Problem statement => Update every one of the following rows by replacing "outline" with "boundary" and keeping everything else the same. Leave the pictures out of your answer.

Stored data =>
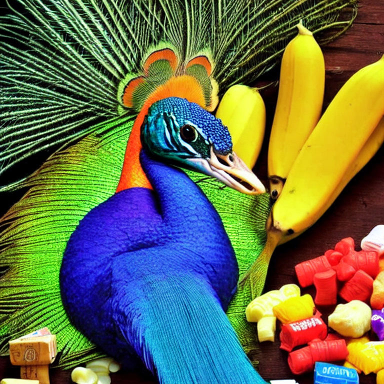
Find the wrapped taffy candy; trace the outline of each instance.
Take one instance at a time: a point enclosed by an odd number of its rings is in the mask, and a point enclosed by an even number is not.
[[[370,306],[374,310],[381,310],[384,307],[384,271],[380,272],[374,280]]]
[[[324,272],[332,269],[332,266],[326,256],[306,260],[294,267],[298,283],[304,288],[314,284],[314,276],[319,272]]]
[[[288,355],[288,364],[294,374],[312,370],[316,362],[336,362],[344,360],[348,355],[344,339],[313,340],[308,346],[294,350]]]
[[[364,250],[374,250],[379,255],[384,254],[384,225],[376,226],[362,240],[361,247]]]
[[[314,284],[316,288],[314,304],[316,306],[332,306],[337,302],[336,272],[333,270],[316,274]]]
[[[282,326],[280,348],[290,352],[298,346],[306,344],[314,339],[324,340],[326,336],[327,326],[322,320],[313,316],[300,322]]]
[[[366,374],[384,369],[384,342],[352,342],[347,348],[347,360]]]
[[[314,366],[314,384],[330,382],[358,384],[358,374],[353,368],[317,362]]]
[[[350,248],[349,252],[342,256],[340,262],[333,267],[342,282],[349,280],[355,272],[361,270],[372,278],[379,272],[378,255],[374,251],[360,250],[358,252]]]
[[[338,294],[346,302],[352,300],[368,301],[372,294],[373,285],[372,278],[364,270],[359,270],[346,282]]]
[[[276,318],[264,316],[258,322],[258,338],[260,342],[274,342],[276,331]]]
[[[382,342],[384,340],[384,309],[372,311],[370,324],[372,330],[378,335],[378,340]]]
[[[372,311],[366,303],[352,300],[339,304],[328,317],[328,326],[348,338],[360,338],[370,329]]]
[[[312,317],[315,310],[312,296],[308,294],[288,298],[273,308],[274,314],[283,324]]]
[[[274,306],[288,298],[298,296],[300,296],[300,288],[296,284],[286,284],[278,290],[266,292],[248,304],[246,310],[246,320],[257,322],[264,316],[273,316]]]

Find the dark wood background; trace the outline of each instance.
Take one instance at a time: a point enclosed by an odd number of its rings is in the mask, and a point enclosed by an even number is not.
[[[384,0],[362,0],[352,26],[324,48],[324,52],[326,71],[326,106],[353,73],[376,61],[384,54]],[[274,76],[274,80],[276,80],[278,72],[270,76]],[[277,88],[264,92],[263,96],[270,118],[268,129],[270,129]],[[267,134],[256,166],[258,175],[264,180],[266,176],[268,136]],[[326,153],[324,156],[326,156]],[[343,238],[354,238],[358,246],[362,238],[373,226],[384,224],[384,148],[382,148],[315,225],[298,238],[276,249],[270,264],[266,289],[278,289],[284,284],[296,283],[294,269],[296,264],[322,254]],[[314,293],[310,289],[304,292]],[[320,309],[326,320],[333,308]],[[278,333],[276,342],[260,344],[260,350],[250,356],[260,362],[260,373],[266,380],[295,378],[300,384],[313,382],[312,374],[294,376],[290,374],[286,363],[287,353],[279,348]],[[0,379],[18,378],[18,368],[11,366],[8,358],[0,358]],[[52,384],[72,382],[70,371],[52,370],[50,377]],[[154,384],[156,382],[150,374],[144,376],[128,372],[113,374],[112,378],[112,384]],[[373,384],[376,382],[376,376],[362,374],[360,382]]]

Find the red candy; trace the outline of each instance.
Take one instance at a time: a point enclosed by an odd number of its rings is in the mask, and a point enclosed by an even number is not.
[[[307,260],[297,264],[294,267],[298,283],[302,286],[308,286],[314,283],[314,276],[319,272],[324,272],[332,268],[326,256]]]
[[[346,238],[336,244],[334,250],[328,250],[322,256],[300,262],[294,269],[299,284],[306,287],[314,284],[315,274],[332,269],[336,271],[338,280],[342,282],[351,279],[359,270],[374,278],[379,272],[378,262],[376,252],[357,252],[354,250],[354,239]]]
[[[316,288],[314,304],[316,306],[331,306],[337,302],[338,285],[336,272],[333,270],[316,274],[314,276]]]
[[[348,350],[344,339],[328,341],[313,340],[309,344],[314,362],[337,362],[345,360]]]
[[[359,270],[340,290],[339,294],[344,300],[366,302],[372,294],[374,279],[364,270]]]
[[[342,249],[344,256],[340,264],[334,266],[339,280],[342,282],[349,280],[358,270],[364,270],[372,278],[377,276],[379,272],[377,252],[366,250],[358,252],[354,250],[353,244],[343,242],[342,240],[338,244],[340,243],[342,246],[339,248]]]
[[[314,340],[308,346],[291,352],[288,356],[288,364],[292,373],[301,374],[312,370],[316,362],[336,362],[344,360],[348,355],[346,340]]]
[[[288,365],[294,374],[302,374],[314,369],[314,362],[309,346],[304,346],[288,355]]]
[[[280,348],[290,352],[298,346],[306,344],[314,338],[322,340],[327,326],[322,318],[314,316],[300,322],[283,324],[280,332]]]

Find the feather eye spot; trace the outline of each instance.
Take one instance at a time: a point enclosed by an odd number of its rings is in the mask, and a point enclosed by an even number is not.
[[[180,128],[180,136],[186,142],[192,142],[198,138],[198,132],[194,126],[186,124]]]

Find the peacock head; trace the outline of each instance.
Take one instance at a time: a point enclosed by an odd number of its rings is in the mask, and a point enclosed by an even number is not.
[[[141,140],[153,154],[210,176],[248,194],[266,189],[232,150],[228,128],[198,104],[171,97],[151,106]]]

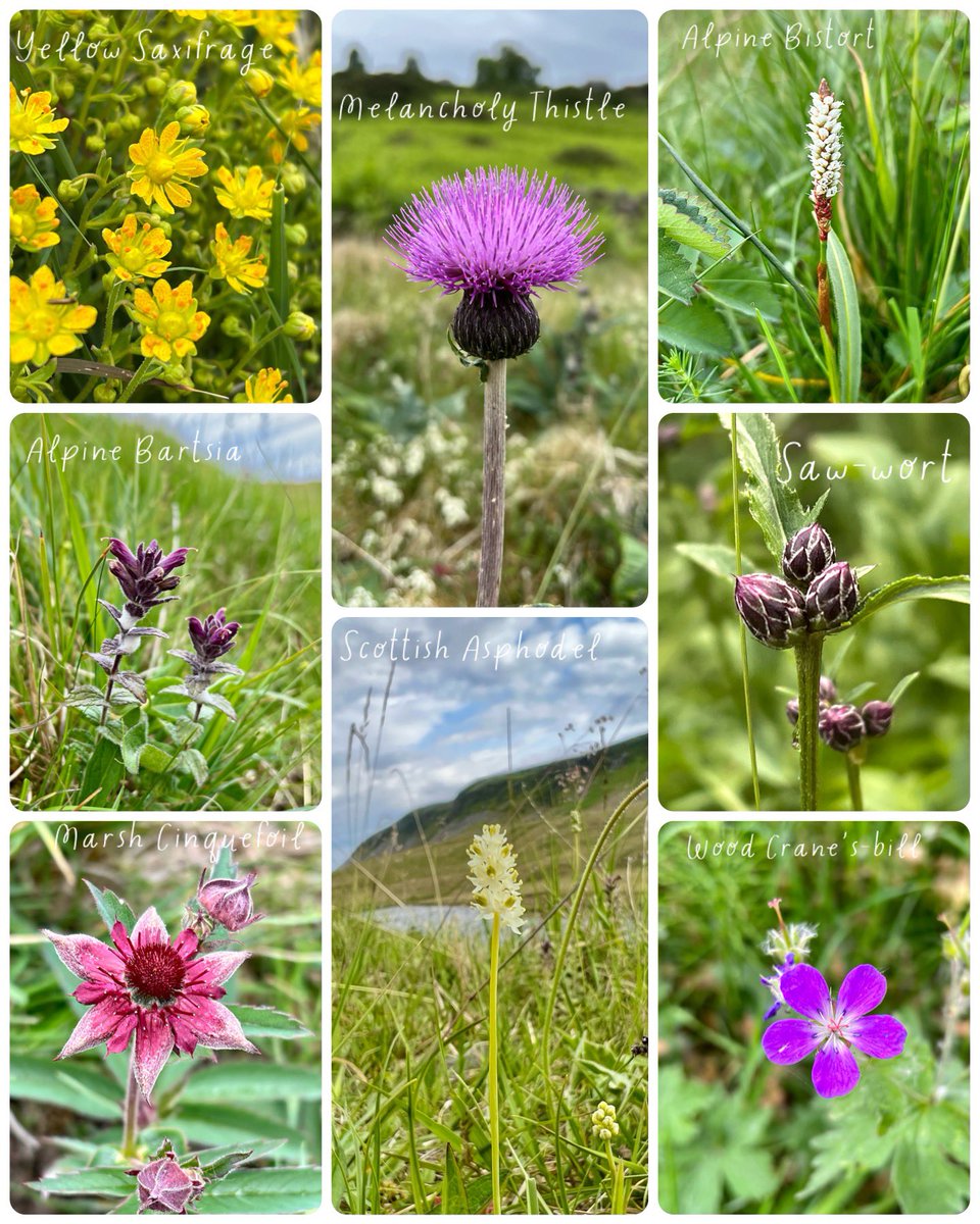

The reply =>
Find the wrapped taffy candy; trace the boundary of each instance.
Take one instance at a time: a point enclosed by an odd number of its rings is in the mask, and a point enclosed by an even number is not.
[[[370,306],[374,310],[381,310],[384,307],[384,271],[380,272],[374,280]]]
[[[324,272],[332,269],[332,266],[326,256],[306,260],[294,267],[298,283],[304,288],[314,284],[314,276],[319,272]]]
[[[288,355],[288,364],[294,374],[312,370],[316,362],[336,362],[344,360],[348,355],[344,339],[313,340],[308,346],[294,350]]]
[[[364,250],[374,250],[379,255],[384,254],[384,225],[376,226],[362,240],[361,247]]]
[[[314,284],[316,288],[314,304],[316,306],[332,306],[337,302],[336,272],[333,270],[316,274]]]
[[[282,326],[280,348],[290,352],[298,346],[306,344],[314,339],[324,340],[326,336],[327,326],[322,320],[313,316],[300,322]]]
[[[366,374],[384,369],[384,342],[352,342],[347,348],[347,360]]]
[[[314,366],[314,384],[330,382],[358,384],[358,374],[353,368],[317,362]]]
[[[350,248],[349,252],[342,256],[340,262],[333,267],[342,282],[349,280],[355,272],[361,270],[372,278],[379,272],[378,255],[374,251],[360,250],[358,252]]]
[[[338,294],[346,302],[352,300],[368,301],[372,294],[373,285],[372,278],[364,270],[359,270],[346,282]]]
[[[276,318],[264,316],[258,322],[258,338],[260,342],[274,342],[276,331]]]
[[[382,342],[384,340],[384,309],[372,311],[370,324],[372,330],[378,335],[378,340]]]
[[[372,311],[366,303],[352,300],[339,304],[328,317],[328,326],[348,338],[360,338],[370,329]]]
[[[312,317],[315,310],[312,296],[308,294],[288,298],[273,308],[274,314],[283,324]]]
[[[274,306],[288,298],[298,296],[300,296],[300,288],[296,284],[286,284],[278,290],[266,292],[248,304],[246,310],[246,320],[257,322],[264,316],[273,316]]]

Find the dark wood background; trace the boundary of each instance.
Take one instance at a time: a point enclosed by an odd number of its rings is in the mask, and a point enclosed by an even number is not.
[[[384,0],[362,0],[352,26],[324,48],[324,52],[326,71],[326,106],[353,73],[376,61],[384,54]],[[274,76],[274,80],[276,80],[278,72],[270,76]],[[277,88],[264,92],[263,96],[270,118],[268,129],[270,129]],[[267,134],[256,166],[258,175],[264,180],[266,176],[268,136]],[[326,153],[324,156],[326,156]],[[343,238],[354,238],[358,246],[362,238],[373,226],[384,224],[384,148],[382,148],[315,225],[298,238],[276,249],[270,264],[266,289],[278,289],[284,284],[296,283],[294,269],[296,264],[322,254]],[[314,293],[310,289],[304,292]],[[320,309],[326,320],[333,308]],[[278,333],[276,342],[260,344],[260,350],[250,356],[260,362],[260,373],[266,380],[295,378],[300,384],[313,382],[312,374],[294,376],[290,374],[286,363],[287,353],[279,348]],[[0,379],[18,378],[18,368],[11,366],[8,358],[0,358]],[[52,384],[72,382],[70,371],[52,370],[50,377]],[[154,384],[156,382],[150,374],[144,376],[128,372],[113,374],[112,378],[112,384]],[[373,384],[376,382],[376,376],[362,374],[360,382]]]

Find the red candy; trace the boundary of each instance.
Take one instance at a time: a point enclosed by an odd number of its rings is in the mask, and a point enclosed by an even number is not.
[[[307,260],[297,264],[294,267],[298,283],[302,286],[308,286],[314,283],[314,276],[319,272],[324,272],[332,268],[326,256]]]
[[[346,238],[336,244],[334,250],[328,250],[322,256],[300,262],[294,269],[299,284],[306,287],[314,284],[315,274],[332,269],[336,271],[338,280],[342,282],[351,279],[359,270],[374,278],[379,272],[378,262],[376,252],[357,252],[354,250],[354,239]]]
[[[316,288],[314,304],[316,306],[331,306],[337,302],[338,285],[336,272],[333,270],[316,274],[314,276]]]
[[[348,350],[344,339],[328,341],[313,340],[309,344],[314,362],[337,362],[345,360]]]
[[[359,270],[340,290],[339,294],[344,300],[366,302],[372,294],[374,279],[364,270]]]
[[[342,249],[344,256],[340,264],[334,266],[339,280],[342,282],[349,280],[358,270],[364,270],[372,278],[377,276],[379,272],[377,252],[366,250],[358,252],[354,250],[353,244],[343,242],[342,240],[338,244],[340,243],[342,246],[339,248]]]
[[[314,340],[308,346],[291,352],[288,356],[288,364],[292,373],[301,374],[312,370],[316,362],[336,362],[344,360],[348,355],[346,340]]]
[[[288,365],[294,374],[302,374],[314,369],[314,362],[309,346],[304,346],[288,355]]]
[[[280,348],[290,352],[298,346],[306,344],[314,338],[322,340],[327,326],[322,318],[314,316],[300,322],[283,324],[280,332]]]

Find the feather eye spot; trace the boundary of each instance.
Take one instance at a time: a point enclosed by an odd number of its rings is in the mask, and a point enclosed by an even number is not.
[[[180,128],[180,136],[186,142],[192,142],[198,138],[198,132],[194,126],[186,124]]]

Find the peacock head; trace the boundary of each instance.
Take one instance at a time: a point enclosed by an odd number of its rings is in the mask, and a point enclosed by an even number is not.
[[[141,140],[153,154],[210,176],[248,194],[266,189],[232,150],[228,128],[198,104],[171,97],[151,106]]]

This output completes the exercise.